### Problem details
Reproduce each line of the records below without any change.

(Outline records)
=====

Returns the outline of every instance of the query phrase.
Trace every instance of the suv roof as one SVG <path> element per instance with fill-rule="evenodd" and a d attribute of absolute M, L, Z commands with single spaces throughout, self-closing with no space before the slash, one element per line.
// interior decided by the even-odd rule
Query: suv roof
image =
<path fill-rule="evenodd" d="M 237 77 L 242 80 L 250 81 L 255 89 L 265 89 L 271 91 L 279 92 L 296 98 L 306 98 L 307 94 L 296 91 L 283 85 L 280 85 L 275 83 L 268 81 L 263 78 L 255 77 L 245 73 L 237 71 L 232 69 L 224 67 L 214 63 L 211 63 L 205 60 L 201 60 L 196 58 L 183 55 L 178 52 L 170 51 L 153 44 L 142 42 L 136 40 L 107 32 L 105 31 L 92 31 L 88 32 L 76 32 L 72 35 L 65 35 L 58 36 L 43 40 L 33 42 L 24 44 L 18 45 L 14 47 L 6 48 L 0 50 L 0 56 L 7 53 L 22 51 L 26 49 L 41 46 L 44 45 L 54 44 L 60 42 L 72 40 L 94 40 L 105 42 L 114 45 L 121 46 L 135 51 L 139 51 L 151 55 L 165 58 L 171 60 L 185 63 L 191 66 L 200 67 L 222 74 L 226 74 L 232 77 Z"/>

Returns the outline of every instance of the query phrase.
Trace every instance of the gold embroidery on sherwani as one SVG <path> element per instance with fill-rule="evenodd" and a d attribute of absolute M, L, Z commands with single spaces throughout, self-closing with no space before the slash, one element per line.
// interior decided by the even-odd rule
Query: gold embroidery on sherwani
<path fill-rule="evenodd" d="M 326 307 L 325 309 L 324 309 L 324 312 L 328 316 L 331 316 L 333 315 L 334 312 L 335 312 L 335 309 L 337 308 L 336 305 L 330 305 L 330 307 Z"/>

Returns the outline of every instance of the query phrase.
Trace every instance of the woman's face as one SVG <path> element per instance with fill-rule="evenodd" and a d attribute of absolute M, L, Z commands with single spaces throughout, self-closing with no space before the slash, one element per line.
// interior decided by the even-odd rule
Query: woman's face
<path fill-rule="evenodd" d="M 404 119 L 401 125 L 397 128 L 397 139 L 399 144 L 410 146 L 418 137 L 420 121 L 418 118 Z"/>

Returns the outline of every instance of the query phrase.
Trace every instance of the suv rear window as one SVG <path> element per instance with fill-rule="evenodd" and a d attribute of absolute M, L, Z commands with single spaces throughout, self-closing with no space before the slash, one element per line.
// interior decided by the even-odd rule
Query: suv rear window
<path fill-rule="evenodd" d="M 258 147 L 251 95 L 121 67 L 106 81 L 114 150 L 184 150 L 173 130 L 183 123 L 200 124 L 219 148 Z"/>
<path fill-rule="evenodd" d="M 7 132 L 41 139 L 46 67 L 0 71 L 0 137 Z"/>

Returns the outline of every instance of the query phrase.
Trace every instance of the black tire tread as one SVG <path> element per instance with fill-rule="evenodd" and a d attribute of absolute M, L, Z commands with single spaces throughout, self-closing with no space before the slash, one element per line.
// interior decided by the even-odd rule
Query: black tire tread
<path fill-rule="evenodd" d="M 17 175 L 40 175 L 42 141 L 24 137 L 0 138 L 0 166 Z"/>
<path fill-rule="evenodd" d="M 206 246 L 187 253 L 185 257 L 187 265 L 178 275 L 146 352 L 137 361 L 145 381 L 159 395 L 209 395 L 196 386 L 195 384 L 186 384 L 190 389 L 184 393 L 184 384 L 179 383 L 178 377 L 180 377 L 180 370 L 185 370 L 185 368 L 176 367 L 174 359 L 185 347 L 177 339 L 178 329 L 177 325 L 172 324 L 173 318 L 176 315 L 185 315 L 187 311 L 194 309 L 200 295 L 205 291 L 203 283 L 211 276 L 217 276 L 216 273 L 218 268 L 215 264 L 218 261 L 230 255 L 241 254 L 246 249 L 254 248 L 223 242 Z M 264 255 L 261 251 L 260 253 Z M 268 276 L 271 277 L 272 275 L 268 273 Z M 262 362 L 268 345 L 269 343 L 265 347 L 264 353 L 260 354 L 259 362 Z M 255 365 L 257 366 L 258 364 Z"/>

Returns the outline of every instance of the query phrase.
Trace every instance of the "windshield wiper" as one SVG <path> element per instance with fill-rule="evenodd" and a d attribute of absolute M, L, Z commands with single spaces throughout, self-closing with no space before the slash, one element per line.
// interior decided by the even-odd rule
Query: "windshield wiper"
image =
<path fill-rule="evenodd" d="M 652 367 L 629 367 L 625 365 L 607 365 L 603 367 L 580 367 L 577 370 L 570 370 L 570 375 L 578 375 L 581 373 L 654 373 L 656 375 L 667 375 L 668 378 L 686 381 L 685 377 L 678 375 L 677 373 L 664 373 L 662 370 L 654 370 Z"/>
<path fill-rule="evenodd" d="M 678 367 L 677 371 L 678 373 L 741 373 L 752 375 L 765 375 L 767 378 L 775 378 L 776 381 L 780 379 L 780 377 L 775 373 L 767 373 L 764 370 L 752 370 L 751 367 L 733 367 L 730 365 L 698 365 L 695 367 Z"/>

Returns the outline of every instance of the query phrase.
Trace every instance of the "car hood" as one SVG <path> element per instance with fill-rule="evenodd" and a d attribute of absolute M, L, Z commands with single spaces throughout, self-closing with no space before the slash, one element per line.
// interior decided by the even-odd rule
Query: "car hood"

=====

### Answer
Returns the outline of every instance of the query phrase.
Trace every instance of the suv roof as one SVG <path> element per instance with fill-rule="evenodd" and a d attribute of absolute M, L, Z commands with single spaces throughout, self-closing with no space before the slash, one element per line.
// interior decided by the even-odd rule
Query: suv roof
image =
<path fill-rule="evenodd" d="M 237 77 L 242 80 L 250 81 L 255 89 L 265 89 L 271 91 L 279 92 L 296 98 L 306 98 L 307 94 L 296 91 L 283 85 L 280 85 L 275 83 L 268 81 L 263 78 L 255 77 L 245 73 L 237 71 L 232 69 L 224 67 L 214 63 L 211 63 L 205 60 L 201 60 L 196 58 L 183 55 L 178 52 L 170 51 L 153 44 L 142 42 L 136 40 L 107 32 L 105 31 L 92 31 L 88 32 L 76 32 L 72 35 L 65 35 L 58 36 L 43 40 L 33 42 L 24 44 L 18 45 L 14 47 L 6 48 L 0 50 L 0 56 L 7 53 L 22 51 L 26 49 L 41 46 L 44 45 L 54 44 L 60 42 L 72 40 L 94 40 L 105 42 L 114 45 L 121 46 L 135 51 L 139 51 L 151 55 L 165 58 L 171 60 L 185 63 L 191 66 L 200 67 L 222 74 L 226 74 L 232 77 Z"/>

Returns the outline of every instance of the query phrase.
Trace every instance of the gold embroidery on sherwani as one SVG <path> element per instance with fill-rule="evenodd" and a d attribute of absolute M, L, Z commands with single spaces throughout, self-closing with no space before the slash, one element per line.
// interior decided by the even-odd rule
Query: gold embroidery on sherwani
<path fill-rule="evenodd" d="M 326 307 L 325 309 L 324 309 L 324 312 L 328 316 L 331 316 L 333 315 L 334 312 L 335 312 L 335 309 L 337 308 L 336 305 L 330 305 L 330 307 Z"/>

Returns the outline of every instance of the query phrase.
Trace every instance of the woman's face as one SVG <path> element per instance with fill-rule="evenodd" and a d attribute of absolute M, L, Z commands with single spaces throughout, self-closing with no space before the slash, one element per line.
// interior decided by the even-odd rule
Query: woman's face
<path fill-rule="evenodd" d="M 404 119 L 401 125 L 397 128 L 397 139 L 399 144 L 410 146 L 418 137 L 420 121 L 418 118 Z"/>

Returns the outline of every instance of the query phrase.
Trace every instance of the suv rear window as one SVG <path> element per instance with fill-rule="evenodd" and a d attribute of absolute M, L, Z commands with single spaces throughout, self-closing with no space before the slash, one element per line.
// interior decided by the even-odd rule
Query: suv rear window
<path fill-rule="evenodd" d="M 258 147 L 251 95 L 121 67 L 106 81 L 114 150 L 184 150 L 173 130 L 183 123 L 200 124 L 219 148 Z"/>
<path fill-rule="evenodd" d="M 7 132 L 41 139 L 46 67 L 0 71 L 0 137 Z"/>

Returns the outline of every instance of the query phrase.
Trace every instance of the black tire tread as one SVG <path> element per instance with fill-rule="evenodd" and a d attribute of absolute M, L, Z commands with single spaces throughout, self-closing with no space before the slash, one element per line.
// interior decided by the even-odd rule
Query: black tire tread
<path fill-rule="evenodd" d="M 17 175 L 40 175 L 42 141 L 24 137 L 0 138 L 0 166 Z"/>
<path fill-rule="evenodd" d="M 206 246 L 187 253 L 185 257 L 187 265 L 178 275 L 146 352 L 137 361 L 145 381 L 159 395 L 209 395 L 196 386 L 195 384 L 186 384 L 190 389 L 184 393 L 184 384 L 179 383 L 178 377 L 180 377 L 180 370 L 185 370 L 185 368 L 176 367 L 174 359 L 185 347 L 177 339 L 178 329 L 177 325 L 172 324 L 173 318 L 176 315 L 185 315 L 187 311 L 194 309 L 200 295 L 205 291 L 203 283 L 211 276 L 217 276 L 216 273 L 218 268 L 215 264 L 218 261 L 230 255 L 241 254 L 246 249 L 254 248 L 223 242 Z M 264 255 L 261 251 L 260 253 Z M 268 276 L 271 277 L 272 275 L 268 273 Z M 262 362 L 268 345 L 269 343 L 265 347 L 264 353 L 260 354 L 259 362 Z M 255 365 L 257 366 L 258 364 Z"/>

Returns the outline of every instance of the query phrase.
Trace every instance of the "windshield wiper" as one SVG <path> element per instance with fill-rule="evenodd" and a d attribute of absolute M, L, Z commands with single spaces throughout, self-closing with no space before the slash, one element per line.
// interior decided by the even-odd rule
Query: "windshield wiper"
image =
<path fill-rule="evenodd" d="M 652 367 L 629 367 L 625 365 L 607 365 L 603 367 L 580 367 L 577 370 L 570 370 L 570 375 L 578 375 L 581 373 L 654 373 L 656 375 L 667 375 L 668 378 L 686 381 L 685 377 L 678 375 L 677 373 L 664 373 L 662 370 L 654 370 Z"/>
<path fill-rule="evenodd" d="M 678 367 L 677 371 L 678 373 L 741 373 L 752 375 L 765 375 L 767 378 L 775 378 L 776 381 L 780 379 L 780 377 L 775 373 L 767 373 L 764 370 L 752 370 L 751 367 L 733 367 L 730 365 L 698 365 L 695 367 Z"/>

Returns the outline of every instance of the query phrase.
Trace every instance of the "car hood" as one SVG <path> element per instance with fill-rule="evenodd" and a d attribute of absolute M, L, Z commands with single spaces throughout, self-closing with no space before the slash, one element per line.
// interior decided by the even-odd rule
Query: "car hood"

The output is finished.